** begin Data to process **
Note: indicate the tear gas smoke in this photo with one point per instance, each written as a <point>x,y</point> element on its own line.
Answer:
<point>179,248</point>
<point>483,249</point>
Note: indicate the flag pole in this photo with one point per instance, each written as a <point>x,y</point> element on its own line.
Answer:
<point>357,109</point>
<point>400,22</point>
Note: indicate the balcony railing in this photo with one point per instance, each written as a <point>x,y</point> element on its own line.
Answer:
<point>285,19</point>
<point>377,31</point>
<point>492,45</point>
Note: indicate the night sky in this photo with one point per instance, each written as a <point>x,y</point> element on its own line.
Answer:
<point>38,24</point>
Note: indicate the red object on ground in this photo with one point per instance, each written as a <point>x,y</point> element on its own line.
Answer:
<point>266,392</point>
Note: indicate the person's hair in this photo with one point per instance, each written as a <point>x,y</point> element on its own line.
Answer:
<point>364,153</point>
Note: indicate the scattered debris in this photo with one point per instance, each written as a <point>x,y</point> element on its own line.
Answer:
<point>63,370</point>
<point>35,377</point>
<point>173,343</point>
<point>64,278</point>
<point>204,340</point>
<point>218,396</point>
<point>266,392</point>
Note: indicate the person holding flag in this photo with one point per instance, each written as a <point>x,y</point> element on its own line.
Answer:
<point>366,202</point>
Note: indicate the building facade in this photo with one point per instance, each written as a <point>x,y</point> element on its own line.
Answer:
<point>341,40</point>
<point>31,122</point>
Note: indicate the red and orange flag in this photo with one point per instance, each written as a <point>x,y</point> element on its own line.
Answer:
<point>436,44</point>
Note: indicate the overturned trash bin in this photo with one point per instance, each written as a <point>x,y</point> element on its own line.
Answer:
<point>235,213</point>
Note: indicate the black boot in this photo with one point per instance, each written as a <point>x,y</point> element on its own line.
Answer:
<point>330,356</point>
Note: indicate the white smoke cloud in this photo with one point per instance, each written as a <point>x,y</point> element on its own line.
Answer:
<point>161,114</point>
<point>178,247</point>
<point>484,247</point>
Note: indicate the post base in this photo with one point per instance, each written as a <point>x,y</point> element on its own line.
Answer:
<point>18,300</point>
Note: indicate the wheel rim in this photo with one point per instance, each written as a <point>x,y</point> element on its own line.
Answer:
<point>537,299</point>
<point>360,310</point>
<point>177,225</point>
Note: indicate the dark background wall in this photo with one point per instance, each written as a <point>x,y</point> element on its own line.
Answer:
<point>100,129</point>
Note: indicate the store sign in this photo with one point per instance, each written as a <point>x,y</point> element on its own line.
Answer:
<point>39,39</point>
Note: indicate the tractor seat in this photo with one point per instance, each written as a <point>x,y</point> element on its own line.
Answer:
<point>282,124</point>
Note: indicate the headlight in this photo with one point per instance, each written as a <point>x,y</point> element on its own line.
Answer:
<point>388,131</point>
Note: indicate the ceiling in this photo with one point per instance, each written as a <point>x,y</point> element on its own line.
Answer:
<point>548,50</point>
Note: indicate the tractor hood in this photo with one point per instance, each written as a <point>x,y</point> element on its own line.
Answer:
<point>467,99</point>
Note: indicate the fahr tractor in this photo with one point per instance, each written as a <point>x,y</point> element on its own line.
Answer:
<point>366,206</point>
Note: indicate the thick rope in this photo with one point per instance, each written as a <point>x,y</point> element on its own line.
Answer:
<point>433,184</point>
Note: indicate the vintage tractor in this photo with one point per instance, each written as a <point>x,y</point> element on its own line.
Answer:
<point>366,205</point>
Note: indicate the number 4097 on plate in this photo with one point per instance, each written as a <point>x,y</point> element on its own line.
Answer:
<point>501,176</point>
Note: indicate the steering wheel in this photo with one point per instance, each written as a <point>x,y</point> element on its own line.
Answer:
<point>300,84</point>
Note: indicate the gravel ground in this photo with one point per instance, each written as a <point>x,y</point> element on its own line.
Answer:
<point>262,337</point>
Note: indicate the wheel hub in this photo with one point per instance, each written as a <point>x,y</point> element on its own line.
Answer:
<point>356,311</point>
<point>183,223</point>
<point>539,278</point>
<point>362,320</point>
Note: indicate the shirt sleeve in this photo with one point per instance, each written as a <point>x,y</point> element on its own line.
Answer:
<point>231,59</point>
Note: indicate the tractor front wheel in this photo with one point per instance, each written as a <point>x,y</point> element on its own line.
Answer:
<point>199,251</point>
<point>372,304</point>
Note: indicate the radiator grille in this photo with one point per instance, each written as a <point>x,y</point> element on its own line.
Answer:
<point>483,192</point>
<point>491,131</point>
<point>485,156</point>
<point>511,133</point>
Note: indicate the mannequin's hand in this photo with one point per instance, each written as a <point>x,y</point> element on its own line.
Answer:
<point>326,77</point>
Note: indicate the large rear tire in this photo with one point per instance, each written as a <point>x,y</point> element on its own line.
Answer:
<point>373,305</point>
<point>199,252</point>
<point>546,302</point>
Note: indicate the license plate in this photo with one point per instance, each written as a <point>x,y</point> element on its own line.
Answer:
** end Data to process **
◆ Direction: Rewrite the lines above as a numbered list, leaving out any blank lines.

◆ Exercise answer:
1. Note: indicate the tear gas smoke in this photo with one point per instance, each written as a <point>x,y</point> element on its own line.
2. Answer:
3. <point>179,248</point>
4. <point>483,249</point>
5. Note: indicate the flag pole in this photo with one point per instance, each written as a <point>x,y</point> element on its own line.
6. Answer:
7. <point>357,109</point>
8. <point>400,22</point>
9. Note: indicate the balcony railing in this photo with one point per instance, each written as a <point>x,y</point> element on its own line.
10. Answer:
11. <point>285,19</point>
12. <point>377,31</point>
13. <point>492,45</point>
14. Note: indicate the night sky in this photo with one point per instance, each written as a <point>x,y</point> element on its own line.
15. Answer:
16. <point>38,24</point>
17. Note: indicate the red object on ground in this photo with one point per instance, each written as a <point>x,y</point> element on its own line.
18. Answer:
19. <point>266,392</point>
20. Note: indicate the person's hair in this photo with one point per instance, each written as a <point>x,y</point> element on its own line.
21. Answer:
22. <point>364,153</point>
23. Note: indicate the scattered debris in this photo with one point per instance, each written as a <point>x,y</point> element on its own line.
24. Answer:
25. <point>63,370</point>
26. <point>35,377</point>
27. <point>173,343</point>
28. <point>64,278</point>
29. <point>204,340</point>
30. <point>218,396</point>
31. <point>266,392</point>
32. Note: indicate the person holding flag in this photo with one point per instance, each written as a <point>x,y</point> element on its own line.
33. Answer:
34. <point>366,202</point>
35. Note: indicate the building facade in this photo with one point per instance, each written as a <point>x,y</point> element on its own line.
36. Answer:
37. <point>341,40</point>
38. <point>31,122</point>
39. Note: indicate the red and orange flag in this photo with one point per instance, each written as a <point>x,y</point> element on its own line.
40. Answer:
41. <point>436,44</point>
42. Note: indicate the overturned trash bin in this photo with one point per instance, each written as a <point>x,y</point> element on its own line.
43. Answer:
44. <point>235,213</point>
45. Note: indicate the black boot in this photo with one point per instance, each written as a <point>x,y</point> element on its own line.
46. Answer:
47. <point>330,356</point>
48. Note: indicate the white smoke cloud in this photo with one point per instance, each written as a <point>x,y</point> element on its own line.
49. Answer:
50. <point>161,114</point>
51. <point>178,247</point>
52. <point>484,247</point>
53. Note: indicate the post base in this photo with one point per instance, each written as a <point>x,y</point> element on its own line.
54. Answer:
55. <point>18,300</point>
56. Note: indicate the wheel rim in this photo with one point per instance, each written as a <point>x,y</point> element on its own line.
57. Answer:
58. <point>537,299</point>
59. <point>360,310</point>
60. <point>177,225</point>
61. Note: indicate the dark background wall in this photo with one point per instance, each written as a <point>x,y</point> element on its own line.
62. Answer:
63. <point>100,129</point>
64. Note: indicate the store sign in this photo with one point per instance, each written as a <point>x,y</point> element on its own line.
65. Answer:
66. <point>39,39</point>
67. Note: indicate the tractor seat in this photo with one point per instance, each written as a <point>x,y</point> element on its own line.
68. Answer:
69. <point>282,124</point>
70. Note: indicate the headlight in this photo with one point per instance, each written as a <point>x,y</point> element on its own line.
71. Answer:
72. <point>388,131</point>
73. Note: indicate the ceiling in this photo with one point per instance, each written as a <point>x,y</point> element on its own line.
74. Answer:
75. <point>548,50</point>
76. Note: indicate the tractor hood in this photo with one point per instance, each written as a <point>x,y</point> element on its own line.
77. Answer:
78. <point>467,99</point>
79. Note: indicate the fahr tractor in this photo with one point per instance, each written as a <point>x,y</point> element on its own line.
80. Answer:
81. <point>366,206</point>
82. Note: indicate the thick rope in this photo with one point per instance, each written as a <point>x,y</point> element on its own line.
83. Answer:
84. <point>433,184</point>
85. Note: indicate the vintage tractor in this photo with one point per instance, each written as a <point>x,y</point> element on its own line.
86. Answer:
87. <point>366,205</point>
88. Note: indicate the number 4097 on plate in this photo with one point per instance, each written as a <point>x,y</point> element on its own line.
89. Answer:
90. <point>501,176</point>
91. Note: indicate the steering wheel in this photo with one point per instance, each written as a <point>x,y</point> element on its own line.
92. Answer:
93. <point>300,84</point>
94. Note: indicate the gravel ground in this photo with one point per instance, each written as a <point>x,y</point> element on its own line.
95. Answer:
96. <point>262,337</point>
97. Note: indicate the wheel hub in this photo with one point per instance, each written as a <point>x,y</point> element on its own line.
98. Answer:
99. <point>356,311</point>
100. <point>183,223</point>
101. <point>539,278</point>
102. <point>362,320</point>
103. Note: indicate the shirt sleeve in this photo with one point per instance, each written as a <point>x,y</point> element on its own line.
104. Answer:
105. <point>231,59</point>
106. Note: indicate the tractor front wheel in this photo with one point per instance, each written as a <point>x,y</point> element on its own line.
107. Answer:
108. <point>199,251</point>
109. <point>372,304</point>
110. Note: indicate the radiator grille in this photo with one point per instance, each written as a <point>x,y</point> element on its own line.
111. Answer:
112. <point>483,192</point>
113. <point>491,131</point>
114. <point>485,156</point>
115. <point>511,133</point>
116. Note: indicate the mannequin's hand in this photo with one point per instance, each written as a <point>x,y</point> element on its own line.
117. Answer:
118. <point>326,77</point>
119. Note: indicate the large rear tire in this photo with one point per instance, each written as a <point>x,y</point> element on its own line.
120. Answer:
121. <point>373,305</point>
122. <point>199,252</point>
123. <point>546,302</point>
124. Note: indicate the license plate in this photo with one point per instance, each written as a <point>x,y</point> element on its own line.
125. Answer:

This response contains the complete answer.